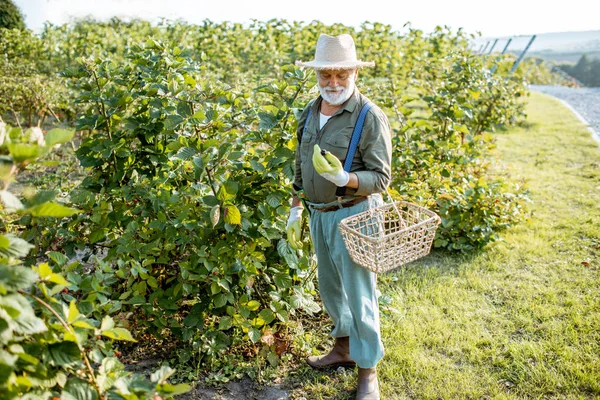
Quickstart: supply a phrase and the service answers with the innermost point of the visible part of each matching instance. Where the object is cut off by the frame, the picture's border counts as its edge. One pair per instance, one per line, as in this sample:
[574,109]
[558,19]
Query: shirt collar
[349,105]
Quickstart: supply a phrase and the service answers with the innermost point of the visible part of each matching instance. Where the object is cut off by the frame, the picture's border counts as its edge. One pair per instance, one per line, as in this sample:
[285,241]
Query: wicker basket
[389,236]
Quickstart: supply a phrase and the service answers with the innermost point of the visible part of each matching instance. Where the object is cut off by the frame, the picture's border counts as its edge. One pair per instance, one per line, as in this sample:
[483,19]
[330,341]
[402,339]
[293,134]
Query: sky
[505,18]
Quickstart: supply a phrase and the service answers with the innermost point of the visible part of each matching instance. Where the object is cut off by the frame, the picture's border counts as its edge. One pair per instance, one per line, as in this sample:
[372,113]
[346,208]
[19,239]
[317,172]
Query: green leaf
[63,353]
[58,279]
[77,389]
[51,210]
[186,153]
[96,235]
[253,305]
[44,270]
[4,242]
[83,324]
[283,280]
[57,136]
[267,121]
[198,117]
[21,152]
[274,199]
[118,334]
[232,215]
[16,277]
[57,257]
[225,323]
[220,300]
[267,315]
[215,215]
[228,190]
[107,323]
[172,121]
[254,335]
[162,374]
[10,201]
[172,390]
[18,248]
[73,312]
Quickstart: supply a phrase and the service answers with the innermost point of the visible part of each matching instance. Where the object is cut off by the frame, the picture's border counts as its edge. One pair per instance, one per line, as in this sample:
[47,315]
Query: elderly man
[332,193]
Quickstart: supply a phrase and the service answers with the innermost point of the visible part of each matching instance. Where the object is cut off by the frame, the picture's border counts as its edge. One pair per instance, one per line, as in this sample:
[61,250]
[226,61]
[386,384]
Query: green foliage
[49,340]
[449,103]
[187,135]
[186,190]
[29,93]
[10,15]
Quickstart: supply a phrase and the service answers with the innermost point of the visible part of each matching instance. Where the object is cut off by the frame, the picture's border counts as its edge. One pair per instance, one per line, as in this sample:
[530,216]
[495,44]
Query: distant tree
[10,15]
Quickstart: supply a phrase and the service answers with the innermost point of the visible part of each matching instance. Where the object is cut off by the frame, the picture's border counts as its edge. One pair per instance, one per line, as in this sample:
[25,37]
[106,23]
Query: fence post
[500,55]
[494,45]
[516,64]
[486,45]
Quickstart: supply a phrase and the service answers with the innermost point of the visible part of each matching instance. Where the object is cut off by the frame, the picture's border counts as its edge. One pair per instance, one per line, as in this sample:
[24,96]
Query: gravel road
[586,101]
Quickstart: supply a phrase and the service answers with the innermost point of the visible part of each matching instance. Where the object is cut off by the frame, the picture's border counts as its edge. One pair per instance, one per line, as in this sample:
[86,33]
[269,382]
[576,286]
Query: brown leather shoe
[338,357]
[368,386]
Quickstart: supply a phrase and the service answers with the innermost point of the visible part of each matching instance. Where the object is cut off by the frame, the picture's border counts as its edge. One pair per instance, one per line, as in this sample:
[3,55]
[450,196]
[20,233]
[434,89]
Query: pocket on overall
[337,143]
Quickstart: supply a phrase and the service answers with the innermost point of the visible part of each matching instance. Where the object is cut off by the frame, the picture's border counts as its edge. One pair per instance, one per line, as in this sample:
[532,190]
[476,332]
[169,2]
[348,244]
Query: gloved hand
[294,227]
[329,167]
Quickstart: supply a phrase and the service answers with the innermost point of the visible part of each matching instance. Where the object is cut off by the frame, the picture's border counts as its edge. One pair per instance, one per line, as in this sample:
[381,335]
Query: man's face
[336,85]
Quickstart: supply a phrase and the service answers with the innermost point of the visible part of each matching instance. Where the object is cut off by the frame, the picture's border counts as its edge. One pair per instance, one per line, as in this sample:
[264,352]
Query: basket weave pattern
[386,237]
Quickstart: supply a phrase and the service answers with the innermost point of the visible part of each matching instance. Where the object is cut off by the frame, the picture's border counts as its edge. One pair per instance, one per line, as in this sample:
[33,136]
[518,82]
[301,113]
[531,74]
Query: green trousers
[347,290]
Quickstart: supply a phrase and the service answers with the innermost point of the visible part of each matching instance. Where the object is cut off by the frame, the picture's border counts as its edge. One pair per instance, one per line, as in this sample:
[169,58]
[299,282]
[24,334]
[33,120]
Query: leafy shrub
[10,15]
[50,345]
[187,193]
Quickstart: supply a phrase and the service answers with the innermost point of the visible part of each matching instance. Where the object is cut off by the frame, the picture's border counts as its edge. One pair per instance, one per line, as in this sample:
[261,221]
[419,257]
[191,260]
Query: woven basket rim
[432,217]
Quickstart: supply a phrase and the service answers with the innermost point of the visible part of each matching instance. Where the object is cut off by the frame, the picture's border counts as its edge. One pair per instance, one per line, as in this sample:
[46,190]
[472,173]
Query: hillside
[557,46]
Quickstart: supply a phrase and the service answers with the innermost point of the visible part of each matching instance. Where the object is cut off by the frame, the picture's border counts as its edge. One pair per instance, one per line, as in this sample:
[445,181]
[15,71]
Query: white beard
[336,98]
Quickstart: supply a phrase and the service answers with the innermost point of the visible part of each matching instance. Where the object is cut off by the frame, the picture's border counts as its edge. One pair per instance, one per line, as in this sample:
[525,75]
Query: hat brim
[335,65]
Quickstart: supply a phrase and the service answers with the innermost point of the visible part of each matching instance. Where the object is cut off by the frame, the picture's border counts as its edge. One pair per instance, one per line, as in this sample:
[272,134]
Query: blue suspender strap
[360,122]
[306,121]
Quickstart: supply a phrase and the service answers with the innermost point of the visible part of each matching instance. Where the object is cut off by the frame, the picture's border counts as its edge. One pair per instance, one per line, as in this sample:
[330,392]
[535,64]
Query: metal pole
[500,55]
[506,47]
[494,45]
[516,64]
[486,45]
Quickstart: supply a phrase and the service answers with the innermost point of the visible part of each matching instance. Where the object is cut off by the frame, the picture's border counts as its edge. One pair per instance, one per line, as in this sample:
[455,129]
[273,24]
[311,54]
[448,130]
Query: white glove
[329,167]
[294,226]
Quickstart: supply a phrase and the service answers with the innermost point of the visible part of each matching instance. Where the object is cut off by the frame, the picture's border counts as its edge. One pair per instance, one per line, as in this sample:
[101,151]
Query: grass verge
[519,319]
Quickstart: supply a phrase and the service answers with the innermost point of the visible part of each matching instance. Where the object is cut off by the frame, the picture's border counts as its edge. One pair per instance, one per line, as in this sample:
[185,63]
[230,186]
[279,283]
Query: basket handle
[387,191]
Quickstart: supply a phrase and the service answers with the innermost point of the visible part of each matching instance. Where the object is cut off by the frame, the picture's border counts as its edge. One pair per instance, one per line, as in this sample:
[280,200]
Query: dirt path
[585,101]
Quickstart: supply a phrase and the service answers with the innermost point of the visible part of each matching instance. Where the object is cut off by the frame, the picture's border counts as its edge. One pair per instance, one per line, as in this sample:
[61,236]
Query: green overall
[347,290]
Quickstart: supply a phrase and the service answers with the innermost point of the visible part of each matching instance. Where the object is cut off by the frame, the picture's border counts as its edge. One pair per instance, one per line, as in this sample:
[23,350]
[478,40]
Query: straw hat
[335,52]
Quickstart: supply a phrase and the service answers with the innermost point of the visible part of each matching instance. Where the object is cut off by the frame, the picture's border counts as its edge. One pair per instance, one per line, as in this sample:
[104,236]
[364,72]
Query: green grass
[519,319]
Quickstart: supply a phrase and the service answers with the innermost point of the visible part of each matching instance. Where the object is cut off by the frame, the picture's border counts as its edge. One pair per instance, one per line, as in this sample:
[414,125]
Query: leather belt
[339,206]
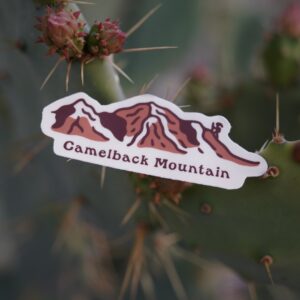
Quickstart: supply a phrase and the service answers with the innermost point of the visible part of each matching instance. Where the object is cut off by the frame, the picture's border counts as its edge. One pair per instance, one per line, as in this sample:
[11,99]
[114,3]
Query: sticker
[150,135]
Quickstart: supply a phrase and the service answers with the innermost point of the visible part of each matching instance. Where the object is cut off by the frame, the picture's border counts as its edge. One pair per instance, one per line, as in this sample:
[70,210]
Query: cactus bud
[62,32]
[105,38]
[58,4]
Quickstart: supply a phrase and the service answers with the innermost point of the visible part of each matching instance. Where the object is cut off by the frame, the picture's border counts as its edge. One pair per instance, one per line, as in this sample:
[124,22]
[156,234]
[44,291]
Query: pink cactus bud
[289,22]
[62,31]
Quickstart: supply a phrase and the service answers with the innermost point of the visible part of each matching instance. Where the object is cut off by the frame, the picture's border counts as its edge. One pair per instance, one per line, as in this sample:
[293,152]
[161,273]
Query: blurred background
[60,232]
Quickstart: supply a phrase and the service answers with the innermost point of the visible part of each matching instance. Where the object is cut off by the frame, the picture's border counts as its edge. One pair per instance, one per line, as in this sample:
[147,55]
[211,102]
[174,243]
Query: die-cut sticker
[150,135]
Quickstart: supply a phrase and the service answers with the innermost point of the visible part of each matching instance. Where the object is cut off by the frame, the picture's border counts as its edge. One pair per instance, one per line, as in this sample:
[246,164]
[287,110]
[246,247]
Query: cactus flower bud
[62,32]
[105,38]
[58,4]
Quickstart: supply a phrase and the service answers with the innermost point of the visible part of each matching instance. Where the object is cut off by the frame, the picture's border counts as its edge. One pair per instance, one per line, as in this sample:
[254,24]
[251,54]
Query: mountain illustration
[78,118]
[143,125]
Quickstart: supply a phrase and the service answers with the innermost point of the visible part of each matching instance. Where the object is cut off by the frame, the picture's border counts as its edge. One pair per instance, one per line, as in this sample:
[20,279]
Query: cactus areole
[149,135]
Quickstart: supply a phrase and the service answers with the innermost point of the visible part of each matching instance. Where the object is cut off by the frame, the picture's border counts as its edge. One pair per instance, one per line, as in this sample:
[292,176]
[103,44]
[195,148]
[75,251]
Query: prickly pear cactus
[258,222]
[71,212]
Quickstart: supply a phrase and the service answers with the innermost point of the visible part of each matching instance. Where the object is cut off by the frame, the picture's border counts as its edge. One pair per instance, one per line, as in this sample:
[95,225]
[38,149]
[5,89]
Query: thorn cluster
[105,38]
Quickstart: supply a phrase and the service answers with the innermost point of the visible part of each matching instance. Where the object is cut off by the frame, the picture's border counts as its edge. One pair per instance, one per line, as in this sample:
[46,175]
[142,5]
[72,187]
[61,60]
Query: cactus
[177,227]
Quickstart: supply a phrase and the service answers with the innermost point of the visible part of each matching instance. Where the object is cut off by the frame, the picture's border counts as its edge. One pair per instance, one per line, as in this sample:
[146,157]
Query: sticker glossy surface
[150,135]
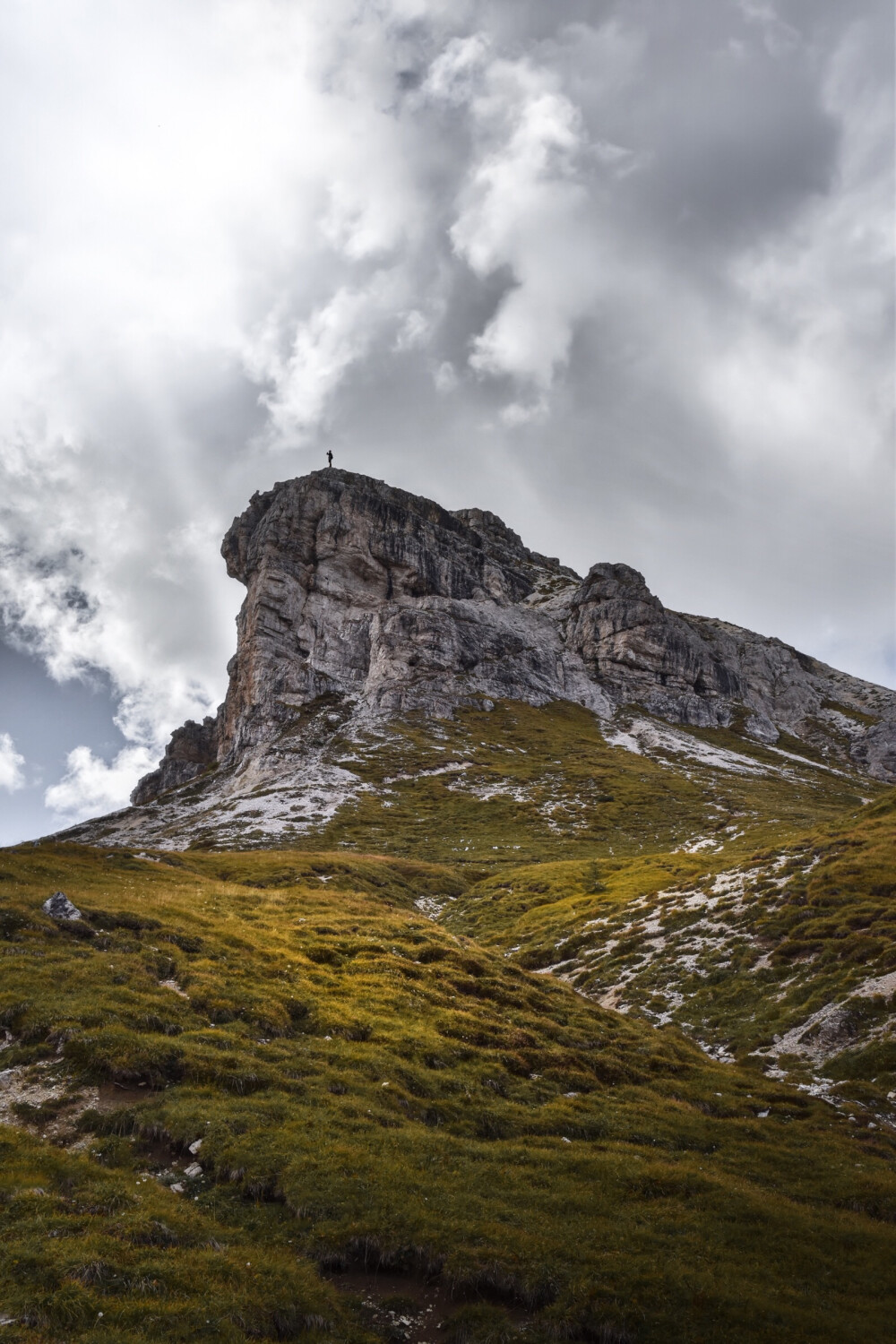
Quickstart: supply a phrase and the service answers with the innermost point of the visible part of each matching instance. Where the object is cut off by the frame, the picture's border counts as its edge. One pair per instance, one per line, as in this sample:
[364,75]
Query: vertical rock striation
[387,604]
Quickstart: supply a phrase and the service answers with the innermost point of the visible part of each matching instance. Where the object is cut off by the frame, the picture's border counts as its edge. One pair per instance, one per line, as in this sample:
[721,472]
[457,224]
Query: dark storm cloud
[619,271]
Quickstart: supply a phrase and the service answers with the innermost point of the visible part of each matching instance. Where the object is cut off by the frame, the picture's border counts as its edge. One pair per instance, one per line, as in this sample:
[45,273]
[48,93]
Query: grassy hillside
[376,1090]
[785,957]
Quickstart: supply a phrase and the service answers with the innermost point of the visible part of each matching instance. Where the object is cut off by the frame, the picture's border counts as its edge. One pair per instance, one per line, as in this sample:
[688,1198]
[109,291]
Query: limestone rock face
[387,604]
[191,750]
[59,908]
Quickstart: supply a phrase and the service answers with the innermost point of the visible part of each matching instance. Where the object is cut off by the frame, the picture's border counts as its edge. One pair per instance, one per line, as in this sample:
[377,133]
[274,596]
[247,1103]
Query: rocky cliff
[390,604]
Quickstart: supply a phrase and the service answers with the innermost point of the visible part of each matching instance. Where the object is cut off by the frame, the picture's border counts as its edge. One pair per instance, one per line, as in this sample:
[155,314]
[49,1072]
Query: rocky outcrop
[191,752]
[387,604]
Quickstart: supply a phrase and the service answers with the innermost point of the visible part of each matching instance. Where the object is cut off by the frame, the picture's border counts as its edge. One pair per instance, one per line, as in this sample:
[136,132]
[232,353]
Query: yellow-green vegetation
[742,956]
[530,785]
[363,1086]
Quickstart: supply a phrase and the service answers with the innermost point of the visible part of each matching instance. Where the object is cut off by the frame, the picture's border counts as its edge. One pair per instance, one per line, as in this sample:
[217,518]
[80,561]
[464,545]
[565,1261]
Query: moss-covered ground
[371,1088]
[246,1081]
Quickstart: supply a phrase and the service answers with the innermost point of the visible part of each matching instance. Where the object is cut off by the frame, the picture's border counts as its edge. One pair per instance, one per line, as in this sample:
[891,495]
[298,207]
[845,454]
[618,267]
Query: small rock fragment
[59,908]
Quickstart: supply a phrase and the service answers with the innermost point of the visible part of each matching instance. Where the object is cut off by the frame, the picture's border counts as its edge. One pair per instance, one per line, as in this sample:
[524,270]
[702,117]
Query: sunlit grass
[368,1083]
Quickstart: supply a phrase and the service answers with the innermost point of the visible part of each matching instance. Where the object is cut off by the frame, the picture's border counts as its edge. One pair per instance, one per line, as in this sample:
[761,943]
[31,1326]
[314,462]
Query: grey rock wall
[392,604]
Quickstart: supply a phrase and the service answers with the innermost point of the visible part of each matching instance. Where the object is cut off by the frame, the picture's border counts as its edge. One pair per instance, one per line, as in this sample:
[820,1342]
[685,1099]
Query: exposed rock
[370,602]
[59,908]
[193,749]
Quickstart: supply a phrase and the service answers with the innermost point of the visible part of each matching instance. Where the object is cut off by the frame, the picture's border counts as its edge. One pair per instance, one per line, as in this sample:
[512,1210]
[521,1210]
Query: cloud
[522,206]
[90,788]
[11,765]
[626,281]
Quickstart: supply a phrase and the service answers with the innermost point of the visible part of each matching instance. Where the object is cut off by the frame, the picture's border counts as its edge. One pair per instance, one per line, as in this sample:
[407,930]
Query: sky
[618,271]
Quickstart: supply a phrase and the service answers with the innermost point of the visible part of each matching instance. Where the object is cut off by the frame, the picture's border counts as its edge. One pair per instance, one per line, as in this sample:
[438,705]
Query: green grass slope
[360,1086]
[785,957]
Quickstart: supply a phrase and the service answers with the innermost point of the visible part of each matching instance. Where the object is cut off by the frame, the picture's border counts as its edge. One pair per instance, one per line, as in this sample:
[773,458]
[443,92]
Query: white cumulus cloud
[11,765]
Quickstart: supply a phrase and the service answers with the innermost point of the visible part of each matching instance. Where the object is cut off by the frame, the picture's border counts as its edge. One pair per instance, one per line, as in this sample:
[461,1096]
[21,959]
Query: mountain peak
[376,604]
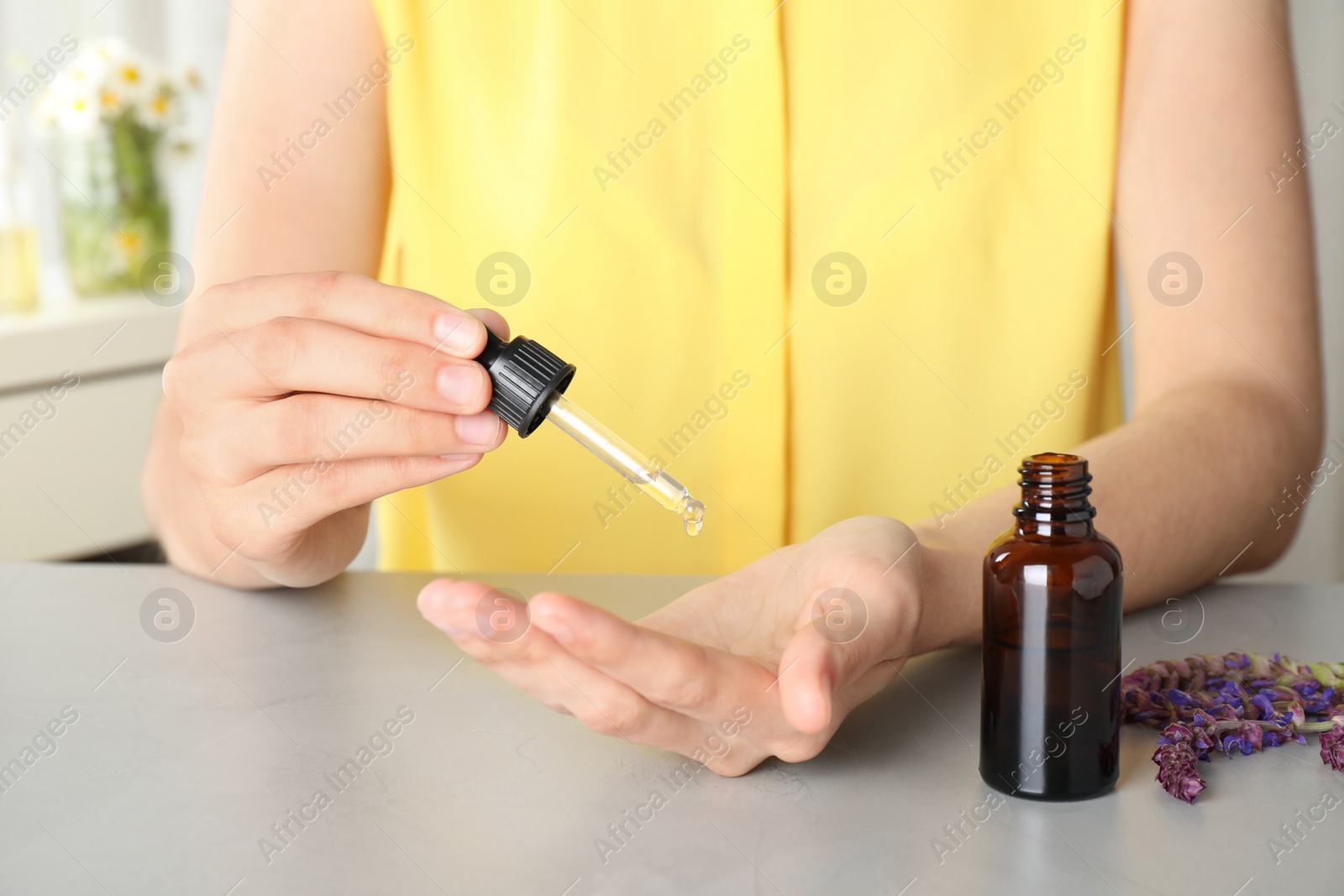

**The exercise:**
How many lines of the material above contain the string "basket"? Reply with the number alone.

**Final result:**
4